- [WHAT TO DO] Please set down every line of the records below exactly, without the pictures.

- [SOURCE MATERIAL]
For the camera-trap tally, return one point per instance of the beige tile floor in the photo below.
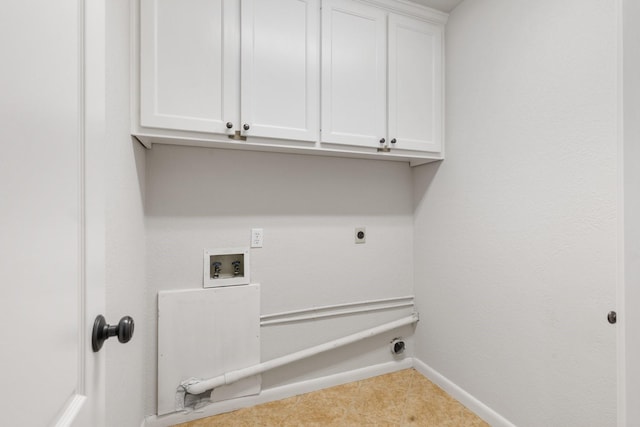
(404, 398)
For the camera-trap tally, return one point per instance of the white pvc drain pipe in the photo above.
(198, 386)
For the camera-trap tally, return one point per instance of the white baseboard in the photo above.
(278, 393)
(476, 406)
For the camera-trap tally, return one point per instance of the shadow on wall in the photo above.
(192, 181)
(423, 176)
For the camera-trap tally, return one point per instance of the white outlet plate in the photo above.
(257, 237)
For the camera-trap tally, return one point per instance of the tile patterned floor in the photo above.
(404, 398)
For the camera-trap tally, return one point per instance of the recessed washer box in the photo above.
(226, 267)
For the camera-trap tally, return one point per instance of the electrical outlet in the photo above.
(257, 236)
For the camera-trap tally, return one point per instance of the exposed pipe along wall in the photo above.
(196, 386)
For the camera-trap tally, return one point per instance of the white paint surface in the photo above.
(630, 315)
(204, 333)
(125, 240)
(51, 224)
(515, 233)
(199, 198)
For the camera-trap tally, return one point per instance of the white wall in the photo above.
(125, 240)
(308, 207)
(515, 232)
(630, 317)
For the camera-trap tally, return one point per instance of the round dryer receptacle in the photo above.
(398, 346)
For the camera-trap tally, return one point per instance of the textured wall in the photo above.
(515, 233)
(308, 207)
(125, 240)
(631, 315)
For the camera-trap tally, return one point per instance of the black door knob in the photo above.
(102, 331)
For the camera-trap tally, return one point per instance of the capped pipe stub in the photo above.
(397, 346)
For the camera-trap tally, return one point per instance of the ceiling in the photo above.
(443, 5)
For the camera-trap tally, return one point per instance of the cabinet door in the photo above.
(280, 87)
(353, 73)
(415, 84)
(189, 64)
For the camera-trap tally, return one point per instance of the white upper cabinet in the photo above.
(354, 73)
(281, 68)
(223, 66)
(415, 84)
(189, 64)
(381, 78)
(353, 78)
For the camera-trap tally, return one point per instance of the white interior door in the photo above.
(51, 117)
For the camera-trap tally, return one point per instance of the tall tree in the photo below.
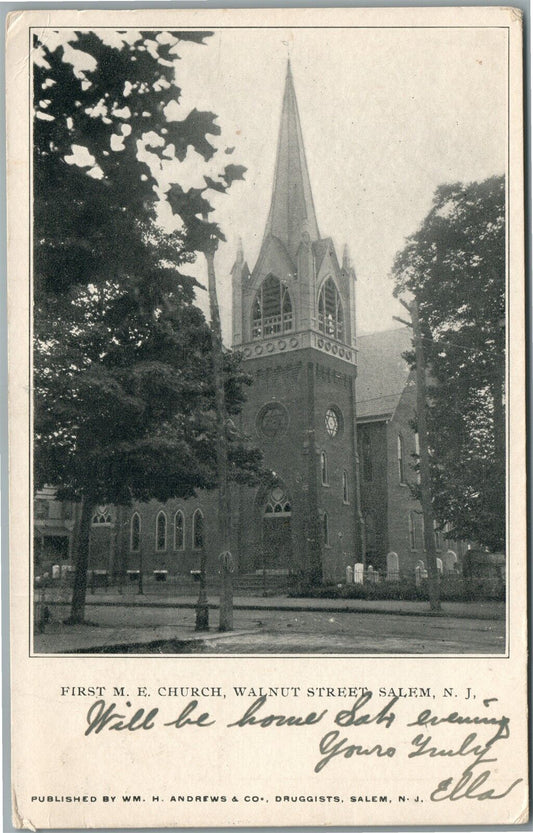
(124, 394)
(454, 265)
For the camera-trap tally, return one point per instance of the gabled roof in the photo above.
(273, 258)
(382, 373)
(292, 200)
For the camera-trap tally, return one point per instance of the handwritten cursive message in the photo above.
(360, 731)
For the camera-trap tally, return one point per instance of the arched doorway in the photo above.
(276, 534)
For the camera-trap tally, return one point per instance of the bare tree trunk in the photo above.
(79, 590)
(425, 476)
(224, 498)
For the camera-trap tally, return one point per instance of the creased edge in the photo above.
(18, 820)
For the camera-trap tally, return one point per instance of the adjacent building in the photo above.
(332, 413)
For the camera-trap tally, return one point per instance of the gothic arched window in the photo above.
(325, 528)
(412, 530)
(371, 542)
(135, 532)
(345, 487)
(330, 314)
(272, 309)
(101, 517)
(324, 468)
(278, 502)
(161, 532)
(366, 454)
(179, 531)
(198, 530)
(401, 460)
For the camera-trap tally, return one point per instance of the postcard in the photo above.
(267, 417)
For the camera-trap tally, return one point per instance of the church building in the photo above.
(332, 415)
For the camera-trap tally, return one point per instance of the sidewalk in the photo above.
(155, 625)
(61, 638)
(460, 610)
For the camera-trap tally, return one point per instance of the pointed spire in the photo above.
(292, 200)
(346, 259)
(239, 258)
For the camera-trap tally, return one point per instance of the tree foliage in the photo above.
(124, 399)
(454, 265)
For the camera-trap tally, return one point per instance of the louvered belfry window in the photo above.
(272, 309)
(330, 314)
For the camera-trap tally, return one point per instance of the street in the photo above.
(273, 631)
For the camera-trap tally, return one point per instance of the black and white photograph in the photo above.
(269, 341)
(267, 528)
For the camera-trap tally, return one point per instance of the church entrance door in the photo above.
(276, 531)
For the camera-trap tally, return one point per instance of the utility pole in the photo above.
(224, 498)
(425, 478)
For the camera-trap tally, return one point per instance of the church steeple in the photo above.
(291, 208)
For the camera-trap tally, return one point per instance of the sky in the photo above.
(387, 115)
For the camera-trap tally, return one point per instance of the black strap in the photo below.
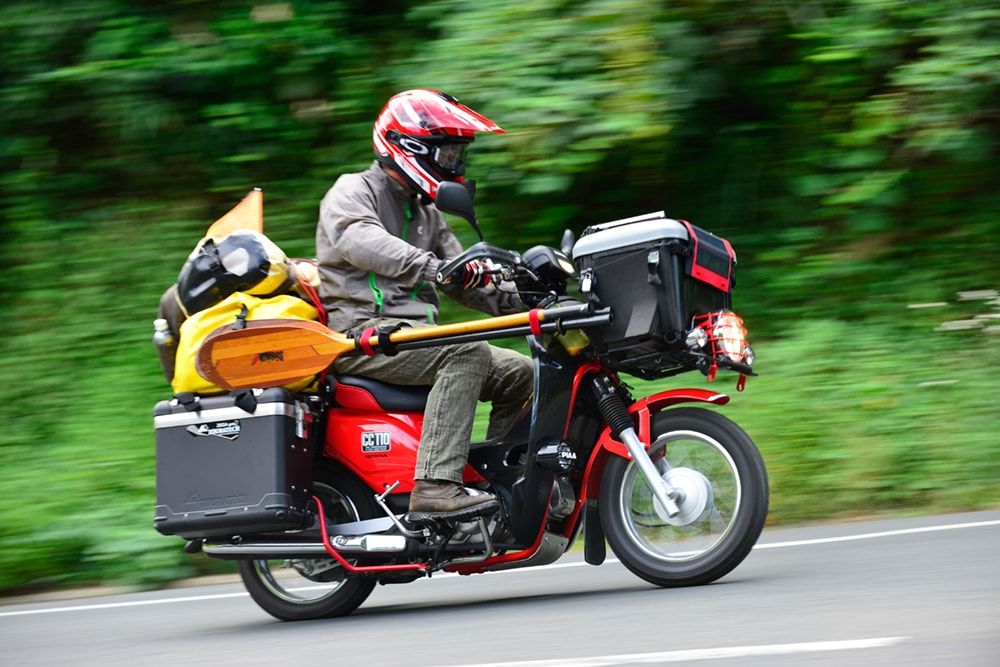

- [WRITTEN REPLY]
For the camera-trap tally, return one point per instance of the beige tile floor in the photo below.
(404, 398)
For the camera-trap tally, return one point per instance of the white pvc drain pipe in the photo above.
(198, 386)
For the camera-trap tally, return one point per instance of the white baseboard in the photo above.
(278, 393)
(476, 406)
For the camera-trap tally, return one point per instance of the shadow on wall in the photo above.
(192, 181)
(423, 176)
For the camera-trap tally, return one point per instance of the white outlet plate in the photo above.
(257, 237)
For the camera-trap tally, return one point per instance of the tile patterned floor in the photo above.
(404, 398)
For the camera-trap tally, return one point per instance of the recessed washer box in the photo above.
(226, 267)
For the camera-trap tally, return one point per instance of the electrical outlet in the photo above.
(257, 236)
For the camera-trap tally, return one point per instance of the exposed pipe along wall in the photo above.
(196, 386)
For the camera-trap tally, return one point per instance of the white paint surface in the photo above.
(630, 315)
(204, 333)
(125, 240)
(51, 224)
(515, 233)
(199, 198)
For the camera-trap tally, return one point per instance of the white wall in the photo above.
(125, 240)
(308, 207)
(515, 232)
(630, 317)
For the camera-trap tally, return one point per instance of the round dryer receptacle in the photo above.
(398, 346)
For the camera-trap tally, return one point per instance of the textured wall in the photo above.
(515, 233)
(308, 207)
(125, 240)
(631, 315)
For the camera-trap tally, return one point per instance of the black door knob in the photo above.
(102, 331)
For the camera-trap tally, return one point per instance of the capped pipe stub in the photo above.
(397, 346)
For the camera-trap tally, return one point per instance of the ceiling in the photo above.
(443, 5)
For the camera-trap tally, return one point per instance of the cabinet door in the photo above.
(280, 87)
(353, 73)
(415, 84)
(189, 64)
For the camera-trap tally, return one point per instance of the white upper cabinet in the photo above.
(354, 73)
(281, 68)
(223, 66)
(415, 84)
(189, 64)
(381, 78)
(353, 78)
For the camera-trap tally, return one point per instance of the white interior door in the photo above.
(51, 117)
For the camera-trap tally, return one point per instance of the tall tree in the photo below.
(124, 394)
(454, 265)
For the camera-trap tally, return one point per instance of the gabled roof in the photo above.
(273, 258)
(382, 373)
(292, 200)
For the camera-trap tally, return one point per instance of the handwritten cursive message in the photo above.
(360, 731)
For the camera-trap tally, return one point per instance of the arched doorway in the photo above.
(276, 534)
For the camera-trap tally, return one point per instance of the bare tree trunk in the photo above.
(79, 590)
(425, 476)
(224, 498)
For the camera-trap tally, return one point per instance of the creased edge in the photo above.
(18, 820)
For the camera-trap tally, return one point per instance of the adjacent building in the photo above.
(332, 413)
For the camera-trap tally, return one point per instance of the gothic arched window in the photo above.
(325, 528)
(412, 530)
(371, 542)
(135, 532)
(345, 487)
(330, 314)
(272, 309)
(101, 517)
(324, 468)
(278, 502)
(161, 532)
(366, 454)
(179, 531)
(198, 530)
(401, 460)
For the camera-trap tally, return one point per instance of the postcard in the photo above.
(267, 417)
For the camera-trap tally, return one point per instance of the church building in the photo above.
(332, 415)
For the camera-trap tally, return one point per instance of the sidewalk in the photo above.
(155, 625)
(61, 638)
(460, 610)
For the camera-trap tally, return one point per instance of the pointed spire in the photo above.
(292, 200)
(346, 259)
(239, 258)
For the camera-trap tally, return one point per instance of the tree foliage in the photo above.
(124, 399)
(454, 265)
For the camera-trap tally, return one point per instance of the louvered belfry window in the photo above.
(272, 309)
(330, 314)
For the camera-trap tally, return one point per instance of the street in the photo above.
(273, 631)
For the camera-trap tally, return one point per instance of the black and white photograph in the photo above.
(269, 341)
(267, 528)
For the camera-trap tally, return one point per instance of the church entrance door in the photo above.
(276, 531)
For the camera-trap tally, return one point per instance of the utility pole in the photo above.
(224, 498)
(425, 478)
For the camera-trap tally, return one point per instance of the church steeple in the photo above.
(291, 208)
For the camera-trap tally, return one point per instance of the sky in the photo above.
(387, 115)
For the camera-trap tally, return one point per instance of the black strap in the photo below.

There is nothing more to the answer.